WHAT THE TASK ASKS >> State, as one number, how many lines in these records hold "positive".

RECORDS PROVIDED >>

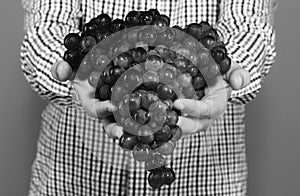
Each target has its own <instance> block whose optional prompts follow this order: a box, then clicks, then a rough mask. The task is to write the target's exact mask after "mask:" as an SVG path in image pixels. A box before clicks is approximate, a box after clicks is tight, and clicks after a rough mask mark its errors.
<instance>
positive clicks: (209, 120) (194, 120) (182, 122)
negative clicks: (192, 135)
mask: <svg viewBox="0 0 300 196" xmlns="http://www.w3.org/2000/svg"><path fill="white" fill-rule="evenodd" d="M211 122H212V120H211V119H199V118H193V117H182V116H181V117H179V120H178V123H177V125H178V126H180V127H181V129H182V132H183V134H184V135H190V134H195V133H198V132H200V131H206V130H207V129H208V127H209V126H210V124H211Z"/></svg>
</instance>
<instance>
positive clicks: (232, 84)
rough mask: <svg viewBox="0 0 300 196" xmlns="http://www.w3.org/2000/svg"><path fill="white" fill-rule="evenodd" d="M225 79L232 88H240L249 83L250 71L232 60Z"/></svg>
mask: <svg viewBox="0 0 300 196" xmlns="http://www.w3.org/2000/svg"><path fill="white" fill-rule="evenodd" d="M226 79H227V81H228V82H229V84H230V86H231V88H232V89H233V90H240V89H242V88H244V87H246V86H247V85H248V84H250V73H249V72H248V71H247V70H245V69H244V68H242V67H241V66H240V65H239V64H237V63H236V62H232V65H231V69H230V70H229V71H228V73H227V74H226Z"/></svg>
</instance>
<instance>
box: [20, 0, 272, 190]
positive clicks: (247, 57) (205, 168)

SOLUTION FOR THIS EXERCISE >> 3